# Material provided
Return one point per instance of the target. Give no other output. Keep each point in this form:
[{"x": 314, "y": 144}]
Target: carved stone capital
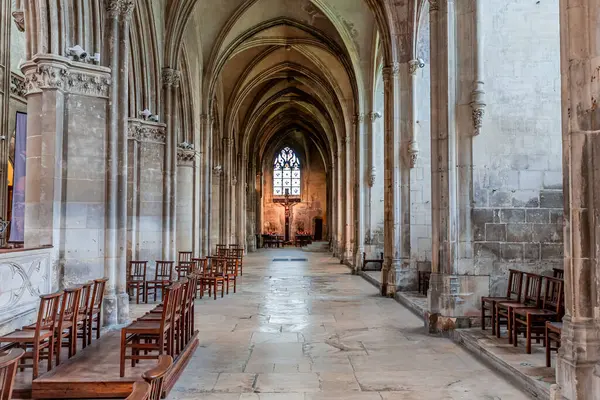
[
  {"x": 171, "y": 77},
  {"x": 414, "y": 65},
  {"x": 17, "y": 86},
  {"x": 146, "y": 132},
  {"x": 412, "y": 153},
  {"x": 374, "y": 115},
  {"x": 390, "y": 71},
  {"x": 19, "y": 18},
  {"x": 372, "y": 176},
  {"x": 185, "y": 156},
  {"x": 54, "y": 72},
  {"x": 218, "y": 170}
]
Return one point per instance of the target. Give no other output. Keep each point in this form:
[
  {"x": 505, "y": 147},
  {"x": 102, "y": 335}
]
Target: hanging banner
[{"x": 17, "y": 223}]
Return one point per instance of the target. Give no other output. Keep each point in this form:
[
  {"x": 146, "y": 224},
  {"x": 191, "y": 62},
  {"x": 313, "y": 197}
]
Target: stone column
[
  {"x": 206, "y": 182},
  {"x": 391, "y": 252},
  {"x": 579, "y": 354},
  {"x": 186, "y": 161},
  {"x": 226, "y": 181},
  {"x": 453, "y": 296},
  {"x": 116, "y": 49},
  {"x": 360, "y": 157},
  {"x": 171, "y": 80}
]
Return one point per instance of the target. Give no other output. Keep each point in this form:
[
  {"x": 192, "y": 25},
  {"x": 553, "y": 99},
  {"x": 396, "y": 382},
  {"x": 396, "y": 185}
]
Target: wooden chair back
[
  {"x": 200, "y": 265},
  {"x": 164, "y": 271},
  {"x": 554, "y": 295},
  {"x": 170, "y": 298},
  {"x": 231, "y": 265},
  {"x": 136, "y": 271},
  {"x": 98, "y": 294},
  {"x": 141, "y": 391},
  {"x": 8, "y": 371},
  {"x": 533, "y": 289},
  {"x": 222, "y": 250},
  {"x": 48, "y": 313},
  {"x": 558, "y": 273},
  {"x": 86, "y": 295},
  {"x": 515, "y": 284},
  {"x": 70, "y": 304},
  {"x": 237, "y": 253},
  {"x": 184, "y": 256},
  {"x": 156, "y": 376}
]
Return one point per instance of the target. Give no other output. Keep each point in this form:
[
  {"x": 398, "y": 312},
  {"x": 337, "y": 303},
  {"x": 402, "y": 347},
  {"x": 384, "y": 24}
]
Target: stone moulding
[
  {"x": 185, "y": 156},
  {"x": 146, "y": 132},
  {"x": 18, "y": 87},
  {"x": 25, "y": 275},
  {"x": 60, "y": 73}
]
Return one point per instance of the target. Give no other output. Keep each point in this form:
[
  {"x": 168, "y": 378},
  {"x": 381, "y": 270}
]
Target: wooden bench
[{"x": 378, "y": 261}]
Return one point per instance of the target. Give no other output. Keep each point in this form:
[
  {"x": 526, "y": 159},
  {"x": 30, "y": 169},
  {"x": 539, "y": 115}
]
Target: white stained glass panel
[{"x": 286, "y": 173}]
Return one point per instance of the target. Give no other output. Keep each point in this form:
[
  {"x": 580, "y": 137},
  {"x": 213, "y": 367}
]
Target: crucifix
[{"x": 287, "y": 203}]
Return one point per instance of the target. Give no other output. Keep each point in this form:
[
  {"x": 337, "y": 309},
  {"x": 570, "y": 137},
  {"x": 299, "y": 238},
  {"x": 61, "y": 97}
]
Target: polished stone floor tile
[{"x": 312, "y": 331}]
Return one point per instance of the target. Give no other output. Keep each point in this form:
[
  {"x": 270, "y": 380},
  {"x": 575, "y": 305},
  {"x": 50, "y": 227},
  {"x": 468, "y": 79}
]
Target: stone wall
[
  {"x": 517, "y": 216},
  {"x": 313, "y": 195}
]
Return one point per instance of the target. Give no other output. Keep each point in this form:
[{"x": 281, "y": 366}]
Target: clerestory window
[{"x": 286, "y": 173}]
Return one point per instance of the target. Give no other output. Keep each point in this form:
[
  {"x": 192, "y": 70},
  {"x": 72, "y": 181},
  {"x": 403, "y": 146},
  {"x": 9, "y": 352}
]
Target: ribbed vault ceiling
[{"x": 283, "y": 69}]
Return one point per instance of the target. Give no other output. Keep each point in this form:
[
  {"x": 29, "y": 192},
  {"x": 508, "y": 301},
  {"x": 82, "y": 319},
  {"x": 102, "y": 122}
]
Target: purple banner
[{"x": 17, "y": 223}]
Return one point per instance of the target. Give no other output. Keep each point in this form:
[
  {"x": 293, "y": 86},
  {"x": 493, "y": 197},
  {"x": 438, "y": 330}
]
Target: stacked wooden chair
[
  {"x": 8, "y": 371},
  {"x": 136, "y": 279},
  {"x": 165, "y": 330},
  {"x": 62, "y": 318}
]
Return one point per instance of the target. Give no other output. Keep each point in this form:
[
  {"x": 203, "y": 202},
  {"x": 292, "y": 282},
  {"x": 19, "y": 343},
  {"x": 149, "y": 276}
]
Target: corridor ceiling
[{"x": 274, "y": 68}]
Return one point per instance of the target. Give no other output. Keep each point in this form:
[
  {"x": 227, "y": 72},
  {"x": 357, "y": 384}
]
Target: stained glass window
[{"x": 286, "y": 173}]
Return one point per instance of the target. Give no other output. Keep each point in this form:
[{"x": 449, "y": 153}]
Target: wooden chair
[
  {"x": 184, "y": 268},
  {"x": 136, "y": 279},
  {"x": 230, "y": 272},
  {"x": 222, "y": 250},
  {"x": 184, "y": 256},
  {"x": 157, "y": 336},
  {"x": 238, "y": 252},
  {"x": 141, "y": 391},
  {"x": 423, "y": 278},
  {"x": 212, "y": 277},
  {"x": 95, "y": 309},
  {"x": 553, "y": 334},
  {"x": 66, "y": 327},
  {"x": 83, "y": 312},
  {"x": 34, "y": 341},
  {"x": 378, "y": 261},
  {"x": 155, "y": 377},
  {"x": 162, "y": 278},
  {"x": 8, "y": 370},
  {"x": 533, "y": 290},
  {"x": 532, "y": 321},
  {"x": 513, "y": 293},
  {"x": 558, "y": 273}
]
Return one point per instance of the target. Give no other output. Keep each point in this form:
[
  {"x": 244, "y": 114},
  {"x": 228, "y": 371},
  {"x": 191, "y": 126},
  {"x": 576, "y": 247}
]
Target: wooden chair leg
[{"x": 123, "y": 350}]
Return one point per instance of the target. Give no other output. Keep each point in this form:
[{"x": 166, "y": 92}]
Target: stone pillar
[
  {"x": 226, "y": 181},
  {"x": 391, "y": 252},
  {"x": 171, "y": 79},
  {"x": 186, "y": 161},
  {"x": 453, "y": 296},
  {"x": 116, "y": 50},
  {"x": 579, "y": 354},
  {"x": 360, "y": 157},
  {"x": 206, "y": 182}
]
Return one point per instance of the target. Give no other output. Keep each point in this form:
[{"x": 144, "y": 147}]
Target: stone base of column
[
  {"x": 453, "y": 301},
  {"x": 577, "y": 368},
  {"x": 115, "y": 309}
]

# Aim of the task
Exclude the images, then output the data above word for word.

# Written answer
Return one point per instance of the target. Give no other output. Keep each point in this form:
[{"x": 314, "y": 144}]
Target: carved stone capital
[
  {"x": 171, "y": 77},
  {"x": 414, "y": 65},
  {"x": 17, "y": 86},
  {"x": 146, "y": 132},
  {"x": 412, "y": 153},
  {"x": 374, "y": 115},
  {"x": 390, "y": 71},
  {"x": 19, "y": 18},
  {"x": 372, "y": 176},
  {"x": 185, "y": 156},
  {"x": 54, "y": 72},
  {"x": 218, "y": 170}
]
Return one point per instance of the target. Give no other output. Keep each point in this form:
[
  {"x": 505, "y": 147},
  {"x": 102, "y": 335}
]
Target: hanging banner
[{"x": 17, "y": 223}]
Return one point per instance of the target. Give no other output. Keep each point in this form:
[
  {"x": 146, "y": 224},
  {"x": 191, "y": 62},
  {"x": 313, "y": 197}
]
Target: stone column
[
  {"x": 206, "y": 182},
  {"x": 391, "y": 252},
  {"x": 579, "y": 354},
  {"x": 186, "y": 161},
  {"x": 226, "y": 181},
  {"x": 453, "y": 296},
  {"x": 116, "y": 49},
  {"x": 360, "y": 157},
  {"x": 171, "y": 80}
]
Return one point per instance of the target. Give no other output. Keep each point in this form:
[
  {"x": 192, "y": 25},
  {"x": 553, "y": 99},
  {"x": 396, "y": 382},
  {"x": 396, "y": 185}
]
Target: wooden chair back
[
  {"x": 200, "y": 265},
  {"x": 164, "y": 271},
  {"x": 554, "y": 295},
  {"x": 170, "y": 298},
  {"x": 231, "y": 265},
  {"x": 136, "y": 271},
  {"x": 98, "y": 294},
  {"x": 141, "y": 391},
  {"x": 8, "y": 371},
  {"x": 533, "y": 289},
  {"x": 222, "y": 250},
  {"x": 48, "y": 313},
  {"x": 558, "y": 273},
  {"x": 86, "y": 295},
  {"x": 515, "y": 284},
  {"x": 70, "y": 304},
  {"x": 237, "y": 253},
  {"x": 184, "y": 256},
  {"x": 156, "y": 376}
]
Return one point per instance of the target. Give no other output. Keep each point in this form:
[
  {"x": 398, "y": 312},
  {"x": 337, "y": 303},
  {"x": 402, "y": 347},
  {"x": 384, "y": 24}
]
Target: stone moulding
[
  {"x": 185, "y": 156},
  {"x": 146, "y": 132},
  {"x": 18, "y": 87},
  {"x": 25, "y": 275},
  {"x": 60, "y": 73}
]
Return one point per instance of the target. Give no other output. Keep each point in this form:
[
  {"x": 168, "y": 378},
  {"x": 381, "y": 270}
]
Target: wooden bench
[{"x": 378, "y": 261}]
Return one point per instance of the target. Give no other output. Keep each point in this form:
[
  {"x": 526, "y": 159},
  {"x": 30, "y": 169},
  {"x": 539, "y": 115}
]
Target: white stained glass panel
[{"x": 286, "y": 173}]
Return one point per instance of the target. Give no other output. Keep each point in this form:
[
  {"x": 580, "y": 137},
  {"x": 213, "y": 367}
]
Target: crucifix
[{"x": 287, "y": 203}]
Return one point per instance of the target. Give no other output. Keep each point in this form:
[
  {"x": 337, "y": 309},
  {"x": 570, "y": 137},
  {"x": 299, "y": 238},
  {"x": 61, "y": 97}
]
Target: polished stone floor tile
[{"x": 312, "y": 331}]
Return one point per instance of the target. Give no other output. Keep each point in this form:
[
  {"x": 270, "y": 380},
  {"x": 575, "y": 305},
  {"x": 50, "y": 227},
  {"x": 468, "y": 79}
]
Target: stone wall
[
  {"x": 517, "y": 216},
  {"x": 313, "y": 195}
]
Return one point per instance of the target. Give no other output. Keep each point in this form:
[{"x": 281, "y": 366}]
Target: clerestory window
[{"x": 286, "y": 173}]
Return one point per instance of the target. Give no other output. Keep each point in this form:
[
  {"x": 192, "y": 70},
  {"x": 72, "y": 181},
  {"x": 403, "y": 146},
  {"x": 9, "y": 352}
]
Target: ribbed vault ceiling
[{"x": 283, "y": 69}]
Return one point per instance of the target. Give no other output. Keep each point in this form:
[
  {"x": 29, "y": 192},
  {"x": 508, "y": 301},
  {"x": 82, "y": 319},
  {"x": 102, "y": 122}
]
Target: purple banner
[{"x": 17, "y": 223}]
Return one point per instance of the target. Give no other output. Keep each point in this form:
[
  {"x": 293, "y": 86},
  {"x": 493, "y": 197},
  {"x": 438, "y": 330}
]
Target: stacked wooden chair
[
  {"x": 8, "y": 371},
  {"x": 136, "y": 279},
  {"x": 165, "y": 330},
  {"x": 62, "y": 318}
]
Return one point per instance of the target. Give no other output. Keep each point in this form:
[
  {"x": 203, "y": 202},
  {"x": 292, "y": 282},
  {"x": 19, "y": 343},
  {"x": 149, "y": 276}
]
Target: corridor ceiling
[{"x": 274, "y": 68}]
Return one point per instance of the target. Give no other output. Keep each point in this form:
[
  {"x": 227, "y": 72},
  {"x": 357, "y": 384}
]
Target: stained glass window
[{"x": 286, "y": 173}]
Return one point per instance of the target. Give no other output. Keep each point in this form:
[{"x": 449, "y": 153}]
Target: wooden chair
[
  {"x": 184, "y": 268},
  {"x": 136, "y": 279},
  {"x": 230, "y": 272},
  {"x": 222, "y": 250},
  {"x": 184, "y": 256},
  {"x": 157, "y": 336},
  {"x": 238, "y": 252},
  {"x": 141, "y": 391},
  {"x": 423, "y": 278},
  {"x": 212, "y": 277},
  {"x": 95, "y": 309},
  {"x": 553, "y": 334},
  {"x": 66, "y": 327},
  {"x": 83, "y": 312},
  {"x": 34, "y": 341},
  {"x": 378, "y": 261},
  {"x": 155, "y": 377},
  {"x": 162, "y": 278},
  {"x": 8, "y": 370},
  {"x": 533, "y": 290},
  {"x": 532, "y": 321},
  {"x": 513, "y": 293},
  {"x": 558, "y": 273}
]
Return one point per instance of the target. Give no other output. Keep each point in this form:
[
  {"x": 244, "y": 114},
  {"x": 228, "y": 371},
  {"x": 191, "y": 126},
  {"x": 576, "y": 247}
]
Target: wooden chair leg
[{"x": 123, "y": 350}]
Return one point per instance of the target. Give no other output. Keep each point in this form:
[{"x": 166, "y": 92}]
Target: stone pillar
[
  {"x": 226, "y": 181},
  {"x": 391, "y": 252},
  {"x": 171, "y": 79},
  {"x": 186, "y": 161},
  {"x": 453, "y": 296},
  {"x": 116, "y": 50},
  {"x": 579, "y": 354},
  {"x": 360, "y": 157},
  {"x": 206, "y": 182}
]
Return one point per instance of the target. Give no other output. Keep each point in this form:
[{"x": 144, "y": 147}]
Target: stone base of column
[
  {"x": 453, "y": 301},
  {"x": 577, "y": 368},
  {"x": 115, "y": 309}
]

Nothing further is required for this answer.